● Exercise: Give back the full material, exactly as it reads.

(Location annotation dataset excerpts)
....................

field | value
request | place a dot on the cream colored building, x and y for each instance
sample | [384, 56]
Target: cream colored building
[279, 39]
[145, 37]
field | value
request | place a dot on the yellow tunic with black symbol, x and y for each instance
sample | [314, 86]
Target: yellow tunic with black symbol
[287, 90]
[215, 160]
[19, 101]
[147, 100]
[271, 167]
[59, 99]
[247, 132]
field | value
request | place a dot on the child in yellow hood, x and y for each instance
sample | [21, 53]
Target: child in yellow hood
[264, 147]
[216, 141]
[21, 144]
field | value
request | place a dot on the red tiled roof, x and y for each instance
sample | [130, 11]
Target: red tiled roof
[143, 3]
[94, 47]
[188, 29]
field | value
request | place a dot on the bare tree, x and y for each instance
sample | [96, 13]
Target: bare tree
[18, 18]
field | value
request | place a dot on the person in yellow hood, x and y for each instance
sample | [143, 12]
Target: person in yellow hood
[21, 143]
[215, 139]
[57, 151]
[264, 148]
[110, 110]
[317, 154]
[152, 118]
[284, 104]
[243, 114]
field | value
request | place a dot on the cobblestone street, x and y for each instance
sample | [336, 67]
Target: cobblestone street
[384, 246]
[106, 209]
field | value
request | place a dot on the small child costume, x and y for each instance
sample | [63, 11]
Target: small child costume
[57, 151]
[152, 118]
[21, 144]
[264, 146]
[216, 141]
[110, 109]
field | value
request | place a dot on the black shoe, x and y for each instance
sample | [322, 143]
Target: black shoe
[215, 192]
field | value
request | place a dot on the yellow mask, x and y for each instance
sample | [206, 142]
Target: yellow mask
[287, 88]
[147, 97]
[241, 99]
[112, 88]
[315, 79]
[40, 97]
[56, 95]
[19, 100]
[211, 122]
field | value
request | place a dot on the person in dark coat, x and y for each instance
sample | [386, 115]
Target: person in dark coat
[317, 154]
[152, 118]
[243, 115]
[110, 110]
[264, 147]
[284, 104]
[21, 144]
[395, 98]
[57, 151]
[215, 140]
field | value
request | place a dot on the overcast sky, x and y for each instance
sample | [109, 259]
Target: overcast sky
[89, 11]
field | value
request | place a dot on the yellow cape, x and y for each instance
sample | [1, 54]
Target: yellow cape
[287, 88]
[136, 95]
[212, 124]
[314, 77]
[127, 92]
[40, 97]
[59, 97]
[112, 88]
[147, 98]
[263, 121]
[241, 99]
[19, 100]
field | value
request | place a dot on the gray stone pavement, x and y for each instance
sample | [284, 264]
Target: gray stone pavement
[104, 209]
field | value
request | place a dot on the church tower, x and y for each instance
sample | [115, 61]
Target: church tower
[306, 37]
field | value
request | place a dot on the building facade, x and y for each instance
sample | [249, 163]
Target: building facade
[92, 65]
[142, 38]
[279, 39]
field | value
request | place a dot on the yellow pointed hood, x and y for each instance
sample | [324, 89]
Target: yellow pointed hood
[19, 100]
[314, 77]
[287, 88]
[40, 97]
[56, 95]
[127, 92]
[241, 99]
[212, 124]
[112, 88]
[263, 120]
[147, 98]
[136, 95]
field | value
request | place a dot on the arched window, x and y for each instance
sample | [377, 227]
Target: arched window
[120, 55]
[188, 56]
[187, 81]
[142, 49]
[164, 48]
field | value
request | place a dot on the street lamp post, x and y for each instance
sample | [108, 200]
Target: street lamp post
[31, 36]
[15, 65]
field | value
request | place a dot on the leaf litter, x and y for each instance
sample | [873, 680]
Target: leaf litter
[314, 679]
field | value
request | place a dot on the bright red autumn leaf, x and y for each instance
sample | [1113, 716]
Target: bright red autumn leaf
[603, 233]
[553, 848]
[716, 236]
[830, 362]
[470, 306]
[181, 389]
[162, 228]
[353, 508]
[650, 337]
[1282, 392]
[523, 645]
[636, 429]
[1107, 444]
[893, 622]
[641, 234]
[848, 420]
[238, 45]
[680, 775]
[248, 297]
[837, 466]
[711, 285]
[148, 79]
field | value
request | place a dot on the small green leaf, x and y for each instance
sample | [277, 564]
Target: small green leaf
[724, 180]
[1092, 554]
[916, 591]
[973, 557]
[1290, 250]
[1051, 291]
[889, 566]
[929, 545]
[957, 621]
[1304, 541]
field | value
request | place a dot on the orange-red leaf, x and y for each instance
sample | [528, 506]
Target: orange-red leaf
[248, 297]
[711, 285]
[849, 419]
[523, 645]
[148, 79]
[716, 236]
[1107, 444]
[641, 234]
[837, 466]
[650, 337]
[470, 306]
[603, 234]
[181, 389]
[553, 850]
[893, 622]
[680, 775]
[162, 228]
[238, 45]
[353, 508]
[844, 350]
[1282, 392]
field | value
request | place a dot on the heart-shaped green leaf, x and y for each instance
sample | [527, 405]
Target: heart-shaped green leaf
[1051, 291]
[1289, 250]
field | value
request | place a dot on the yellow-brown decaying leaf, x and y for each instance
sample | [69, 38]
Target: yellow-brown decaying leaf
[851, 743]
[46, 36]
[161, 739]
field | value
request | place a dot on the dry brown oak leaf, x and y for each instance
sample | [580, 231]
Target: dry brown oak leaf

....................

● Reply to the task:
field | value
request | place a dot on the cream colored building, x and y for each instance
sample | [384, 56]
Target: cream colored building
[279, 39]
[145, 37]
field | value
request | place a dot on the yellow tunic with black symbol, x and y for each instance
sample | [314, 86]
Target: yellow tunic with black symbol
[287, 90]
[215, 160]
[19, 101]
[147, 100]
[271, 167]
[59, 99]
[247, 132]
field | value
request | place a dot on the child in yellow hood, x and y for each instance
sample | [21, 53]
Target: child in yellow hood
[264, 147]
[216, 141]
[21, 144]
field | value
request | place a dot on the red tiled roof, x and y for each instance
sample | [130, 11]
Target: red tiled roof
[143, 3]
[94, 47]
[188, 29]
field | value
request | place a dot on the bare tree, x and y for each instance
sample | [96, 13]
Target: bare tree
[18, 18]
field | value
request | place a dot on the person in yellow hood, x and y for each instance
sample | [143, 12]
Target: person in yellow hood
[21, 143]
[215, 139]
[57, 151]
[264, 148]
[110, 110]
[317, 154]
[152, 118]
[284, 104]
[243, 114]
field | value
request | place a dot on the cobblestone street, x and y for each instance
sample | [336, 67]
Target: cobblestone street
[384, 246]
[106, 209]
field | value
request | place a dot on the small child costume, x and y for each instance
sample | [63, 11]
Target: small child costume
[57, 151]
[152, 118]
[21, 144]
[264, 146]
[216, 141]
[110, 109]
field | value
request | place a dot on the black shoe, x and y for each instance
sample | [322, 143]
Target: black shoe
[215, 192]
field | value
request | place a dot on the yellow mask, x and y for each instance
sample | [206, 142]
Target: yellow mask
[287, 88]
[147, 97]
[241, 99]
[112, 88]
[315, 79]
[40, 97]
[56, 95]
[19, 100]
[211, 122]
field | value
request | place a dot on the person in dark coat, x and y for each instance
sample | [386, 115]
Target: person in dark coat
[317, 154]
[152, 118]
[243, 115]
[110, 110]
[264, 147]
[284, 104]
[21, 144]
[395, 98]
[57, 151]
[215, 140]
field | value
request | place a dot on the overcast sky, x and y for each instance
sample | [109, 259]
Target: overcast sky
[89, 11]
field | value
request | place a dot on the yellow cape, x and y for each instance
sample | [1, 54]
Target: yellow cape
[287, 88]
[136, 95]
[212, 124]
[314, 77]
[127, 92]
[40, 97]
[59, 97]
[112, 88]
[147, 98]
[263, 121]
[241, 99]
[19, 100]
field | value
request | place a dot on the gray stone pavement, x and y for each instance
sample | [284, 264]
Target: gray stone pavement
[104, 209]
field | value
request | place a dot on the church tower, x and y for each instance
sample | [115, 61]
Target: church tower
[306, 37]
field | value
request | place a dot on the building facade, x and y for each instance
sample | [249, 163]
Target: building facade
[92, 65]
[142, 38]
[279, 39]
field | value
request | place a dot on the yellow pointed hood, x and y for each instance
sample | [324, 89]
Target: yellow pointed hood
[19, 100]
[314, 77]
[287, 88]
[40, 97]
[56, 95]
[127, 92]
[241, 99]
[212, 124]
[112, 88]
[263, 120]
[147, 98]
[136, 95]
field | value
request | place a dot on the arched window, x and y for each instance
sample | [377, 227]
Target: arched window
[120, 55]
[188, 56]
[187, 81]
[142, 49]
[164, 48]
field | value
request | place a dot on the street lamp post, x and y for each instance
sample | [108, 200]
Target: street lamp post
[31, 36]
[15, 65]
field | value
request | place a dot on the leaf litter, x and y for each instance
sample | [873, 680]
Target: leaf litter
[314, 679]
field | value
request | place a dot on the bright red autumn leaf, x and y for each instance
sample | [1113, 716]
Target: bright red autumn leaf
[603, 233]
[553, 848]
[716, 236]
[830, 362]
[470, 306]
[181, 389]
[162, 228]
[353, 508]
[650, 337]
[1282, 392]
[523, 645]
[636, 429]
[1107, 444]
[893, 622]
[641, 234]
[848, 420]
[238, 45]
[680, 775]
[248, 297]
[837, 466]
[711, 285]
[148, 79]
field | value
request | place a dot on the small green leaf, x and y for each instance
sample | [277, 564]
Target: small green leaf
[724, 180]
[1092, 554]
[916, 591]
[973, 557]
[1290, 250]
[1051, 291]
[889, 566]
[929, 545]
[957, 621]
[1304, 541]
field | value
request | place a dot on the orange-red leaf, x and y for each instance
sample | [528, 506]
Target: orange-red leaf
[248, 297]
[711, 285]
[849, 419]
[523, 645]
[148, 79]
[716, 236]
[1107, 444]
[641, 234]
[837, 466]
[650, 337]
[470, 306]
[603, 234]
[181, 389]
[553, 850]
[893, 622]
[680, 775]
[162, 228]
[238, 45]
[353, 508]
[844, 350]
[1282, 392]
field | value
request | place a dot on the heart-shaped green leaf, x and y for each instance
sample | [527, 405]
Target: heart-shaped green leaf
[1051, 291]
[1289, 250]
field | value
request | place a dot on the yellow-brown decaying leaf, x and y for each instance
sample | [69, 38]
Target: yellow-brown decaying leaf
[851, 743]
[46, 36]
[161, 739]
field | value
request | place a dot on the dry brown oak leaf, x and y for each instance
sample | [580, 231]
Target: dry brown oak leaf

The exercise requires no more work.